## Texte fourni

━━━

PORTAIL IMMOBILIER : LA BATAILLE DE L’INNOVATION

Depuis quelques années, les portails immobiliers rivalisent d’inventivité pour se distinguer auprès des  professionnels  à travers une série de nouveaux services. En tête, SeLoger, leader  du secteur avec ses 17 millions de visiteurs uniques par mois, qui entend bien conserver sa place de numéro un : « Nous nous différencions des autres par la qualité de notre trafic », indique Damien Giordano, directeur marché du groupe SeLoger. « Nous proposons une quinzaine de fonctionnalités inclues dans notre offre et de nombreux webinars [ndlr : ou webinaire, mot valise associant les mots web et séminaire] pour permettre à nos clients d’accroître la visibilité de leurs annonces et de disposer de datas pertinentes sur le marché. » Un aspect sur lequel leboncoin.com, fort de 12 millions de visiteurs uniques par mois, travaille également. « Avec les datas collectées, nous pouvons prévenir un professionnel pour lui dire quand il doit remonter son annonce et si elle correspond à la recherche du moment, en temps réel, depuis son tableau de bord disponible dans l’Espace Pro du site », précise François Di Dio, chef de marché immobilier. De quoi anticiper les projets d’un client en quelques minutes. Une approche similaire à ce que  fait Bien’ici, le portail des professionnels de l’immobilier. Le site mise, en effet, sur son offre Platinium afin d’analyser trimestre par trimestre l’évolution du marché local et des recherches des internautes dans le secteur.

Les réseaux sociaux : support incontournable

Mais la maîtrise généralisée des algorithmes passe par la formation des professionnels aux nouveaux outils que sont les réseaux sociaux. « Instagram et Facebook sont des canaux incontournables pour cibler la clientèle des 25-45 ans qui, dans un marché tendu, cherchent d’autres créneaux pour trouver un logement», estime Yann Jéhanno, président du réseau Laforêt. Si Facebook est un levier essentiel pour la notoriété, LinkedIn vient répondre aux problèmes de recrutement des agences immobilières. Encore faut-il apprendre à utiliser avec soin ces nouveaux outils (voir encadré), diffuser du contenu et y consacrer du temps et de l’argent.

━━━

## Données fournies
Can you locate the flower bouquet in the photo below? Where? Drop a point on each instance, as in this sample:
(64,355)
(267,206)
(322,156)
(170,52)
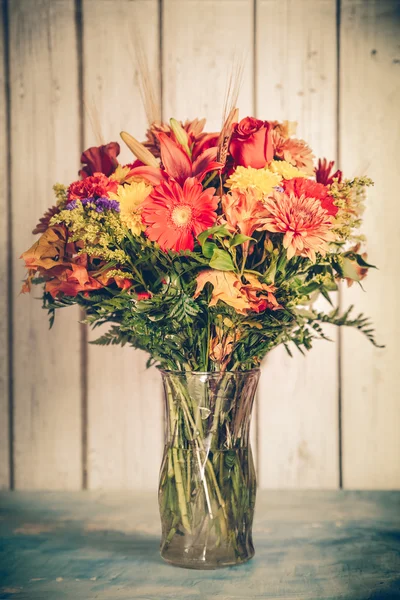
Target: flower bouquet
(207,251)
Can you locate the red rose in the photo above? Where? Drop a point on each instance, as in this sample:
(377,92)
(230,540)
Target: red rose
(100,159)
(251,143)
(311,189)
(95,186)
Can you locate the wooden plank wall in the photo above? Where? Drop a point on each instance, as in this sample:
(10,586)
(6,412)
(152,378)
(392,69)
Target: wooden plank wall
(81,416)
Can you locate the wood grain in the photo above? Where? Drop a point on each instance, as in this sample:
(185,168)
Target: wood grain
(44,146)
(203,41)
(296,80)
(315,545)
(125,412)
(369,144)
(4,267)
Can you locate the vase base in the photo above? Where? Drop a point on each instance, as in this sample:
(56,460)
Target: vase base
(204,565)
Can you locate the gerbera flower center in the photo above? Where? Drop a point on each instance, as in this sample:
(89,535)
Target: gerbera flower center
(181,215)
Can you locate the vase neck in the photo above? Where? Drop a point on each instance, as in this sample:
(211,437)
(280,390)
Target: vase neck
(213,408)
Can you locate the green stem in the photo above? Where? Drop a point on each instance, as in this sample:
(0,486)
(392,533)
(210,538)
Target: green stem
(180,490)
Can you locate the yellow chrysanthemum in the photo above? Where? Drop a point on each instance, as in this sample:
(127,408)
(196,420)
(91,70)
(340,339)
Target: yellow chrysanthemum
(130,198)
(262,181)
(285,169)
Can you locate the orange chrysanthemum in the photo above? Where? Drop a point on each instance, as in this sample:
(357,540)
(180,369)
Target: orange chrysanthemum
(175,215)
(305,224)
(244,211)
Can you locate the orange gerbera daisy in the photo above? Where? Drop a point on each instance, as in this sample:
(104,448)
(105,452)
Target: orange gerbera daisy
(175,215)
(305,224)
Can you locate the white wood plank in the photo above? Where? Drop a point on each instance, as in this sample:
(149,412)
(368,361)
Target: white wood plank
(4,258)
(44,144)
(298,404)
(369,144)
(202,41)
(125,412)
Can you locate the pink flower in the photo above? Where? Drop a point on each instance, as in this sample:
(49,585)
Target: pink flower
(305,224)
(176,214)
(251,143)
(95,186)
(244,211)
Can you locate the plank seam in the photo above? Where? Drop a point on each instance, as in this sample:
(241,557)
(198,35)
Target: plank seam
(10,271)
(83,328)
(340,337)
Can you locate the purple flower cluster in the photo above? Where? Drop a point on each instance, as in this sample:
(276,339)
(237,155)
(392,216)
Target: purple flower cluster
(98,204)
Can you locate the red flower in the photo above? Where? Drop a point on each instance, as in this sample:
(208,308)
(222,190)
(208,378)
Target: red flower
(177,164)
(100,159)
(144,296)
(323,172)
(310,189)
(175,215)
(251,143)
(97,185)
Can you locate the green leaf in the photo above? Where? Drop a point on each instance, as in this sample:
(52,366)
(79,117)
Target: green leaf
(212,231)
(238,239)
(208,248)
(222,261)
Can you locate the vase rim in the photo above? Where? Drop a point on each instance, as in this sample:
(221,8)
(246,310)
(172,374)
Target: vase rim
(213,373)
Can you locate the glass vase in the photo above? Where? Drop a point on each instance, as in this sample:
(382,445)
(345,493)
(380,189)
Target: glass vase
(207,486)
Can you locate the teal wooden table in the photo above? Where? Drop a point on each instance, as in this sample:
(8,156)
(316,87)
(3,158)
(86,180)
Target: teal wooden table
(309,545)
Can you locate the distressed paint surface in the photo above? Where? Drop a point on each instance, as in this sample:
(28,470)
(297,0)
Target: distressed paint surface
(370,142)
(314,545)
(45,150)
(4,258)
(125,418)
(296,79)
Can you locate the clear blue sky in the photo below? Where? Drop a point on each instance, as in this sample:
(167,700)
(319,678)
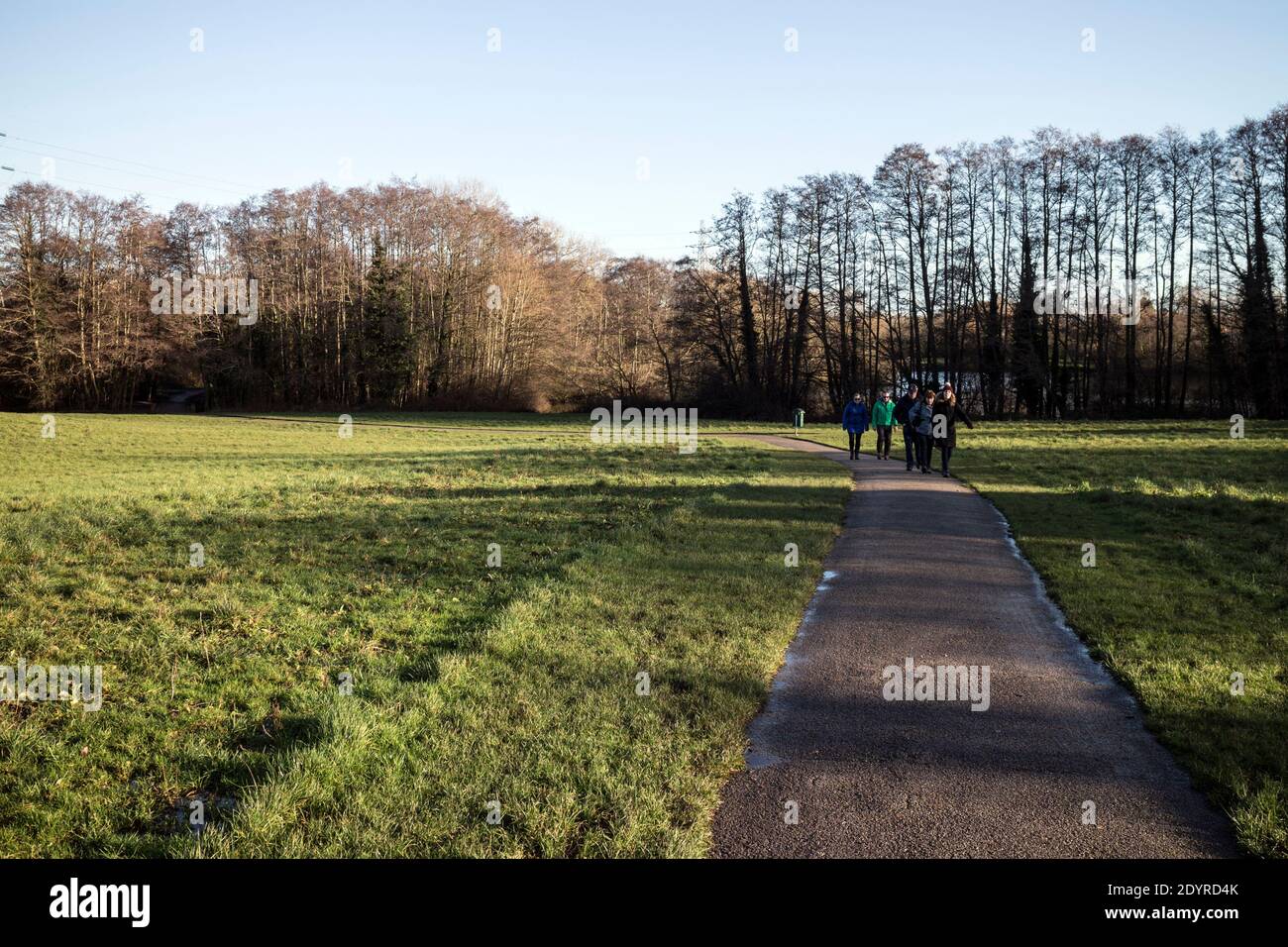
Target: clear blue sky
(558,119)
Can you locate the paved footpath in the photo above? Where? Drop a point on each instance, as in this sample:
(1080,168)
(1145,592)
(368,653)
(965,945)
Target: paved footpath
(923,569)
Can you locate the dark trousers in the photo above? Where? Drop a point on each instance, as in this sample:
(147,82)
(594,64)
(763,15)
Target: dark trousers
(910,445)
(925,445)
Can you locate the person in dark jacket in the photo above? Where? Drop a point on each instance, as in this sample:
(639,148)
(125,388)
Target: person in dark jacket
(910,432)
(931,392)
(854,420)
(947,408)
(921,416)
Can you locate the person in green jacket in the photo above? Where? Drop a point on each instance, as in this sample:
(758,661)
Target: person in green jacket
(883,419)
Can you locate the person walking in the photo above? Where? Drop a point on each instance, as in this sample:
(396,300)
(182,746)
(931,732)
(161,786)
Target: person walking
(854,420)
(947,408)
(883,419)
(910,431)
(921,416)
(931,392)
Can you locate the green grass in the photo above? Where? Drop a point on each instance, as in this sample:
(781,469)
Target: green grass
(1190,530)
(369,556)
(518,684)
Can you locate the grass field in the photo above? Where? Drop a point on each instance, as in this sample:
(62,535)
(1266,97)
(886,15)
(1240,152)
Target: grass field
(369,556)
(1190,532)
(518,684)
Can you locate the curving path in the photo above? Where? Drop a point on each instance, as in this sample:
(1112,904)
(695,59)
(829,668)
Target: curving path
(925,569)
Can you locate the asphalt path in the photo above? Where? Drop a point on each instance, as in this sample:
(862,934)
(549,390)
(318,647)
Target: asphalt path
(840,766)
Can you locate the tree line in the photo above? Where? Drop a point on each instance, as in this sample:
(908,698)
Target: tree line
(1063,275)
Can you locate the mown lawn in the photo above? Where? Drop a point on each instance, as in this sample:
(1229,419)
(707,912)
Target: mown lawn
(368,557)
(1190,532)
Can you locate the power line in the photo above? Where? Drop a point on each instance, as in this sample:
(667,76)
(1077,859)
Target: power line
(127,161)
(90,183)
(120,170)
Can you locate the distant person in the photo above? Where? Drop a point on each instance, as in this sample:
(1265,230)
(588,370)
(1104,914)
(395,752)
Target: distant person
(945,406)
(931,390)
(854,420)
(883,419)
(910,431)
(921,418)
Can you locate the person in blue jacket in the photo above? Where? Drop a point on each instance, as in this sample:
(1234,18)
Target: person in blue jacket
(854,420)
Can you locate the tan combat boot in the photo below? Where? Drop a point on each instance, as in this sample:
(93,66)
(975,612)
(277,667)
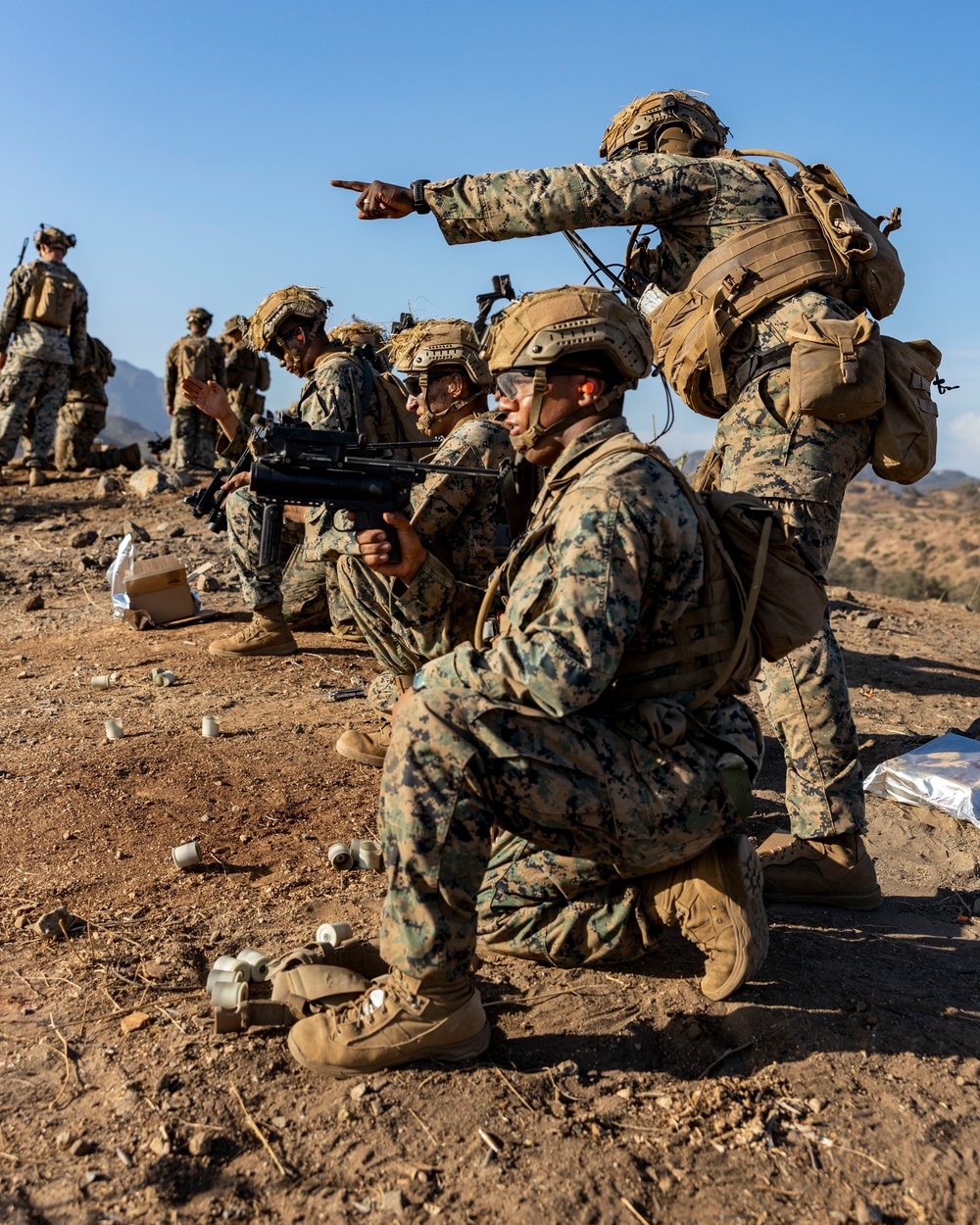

━━━

## Petite tâche
Donnez la suite de l'article sur les portails immobiliers, en reprenant juste après sa dernière phrase. Ces lignes ne jouent aucun rôle ici.

## Le résultat
C’est pourquoi l’ensemble des réseaux proposent à leurs franchisés des formations sur ces nouveaux supports. Ils sont incités à créer à minima une page Facebook et un compte LinkedIn. « Les réseaux sociaux servent à faire de la prospection digitale », indique le fondateur du réseau Espaces Atypiques, Julien Haussy. « Les professionnels se rapprochent ainsi des clients en optant pour un ton plus familier et en se faisant appeler par leur prénom. Une forme de personal branding, où les valeurs de la marque restent centrales. L’objectif est d’amener, depuis les réseaux sociaux, un prospect sur notre site », ajoute Julien Haussy. Certains acteurs du luxe confient  même parvenir à réaliser quelques transactions uniquement sur Instagram, WhatsApp ou Facebook, les 25-35 ans étant très connectés et plus disposés à faire leur recherche depuis un réseau social que sur un site standard.

Miser sur le « phygital »

L’agent immobilier est de plus en plus amené à se mettre en avant. La personnalisation d’un compte Facebook ou Twitter permet d’établir un lien durable avec un particulier et ainsi d’instaurer les prémisses d’une forme de fidélisation. Rares sont d’ailleurs les groupes qui ne poussent pas leurs franchisés à prendre des initiatives en région à condition de respecter les valeurs de l’entreprise. Des équipements de communication sont régulièrement mis à leur disposition. « Le web ne doit pas nous couper de l’humain. Ce qu’il faut, c’est multiplier les supports et avoir une approche phygitale », conclut Julien Villeneuve, directeur marketing et digital d’Orpi. Un challenge de taille pour les agents.

 

3 QUESTIONS A PAUL LEMONNIER, HEAD OF MARKETING B2B POUR ARTUR’IN

« Créez une relation directe avec vos clients »

JDA : À quoi servent les réseaux sociaux pour les professionnels ?

Paul Lemmonier : À humaniser la marque. À l’incarner. Tout le monde n’a pas la notoriété d’un Stéphane Plaza, et grâce aux réseaux sociaux, vous pouvez créer une relation directe avec vos clients. C’est aussi une bonne manière de les fidéliser. L’acquéreur d’aujourd’hui sera peut-être le vendeur de demain.

JDA : Quels sont les écueils les plus fréquents des professionnels de l’immobilier sur le web ?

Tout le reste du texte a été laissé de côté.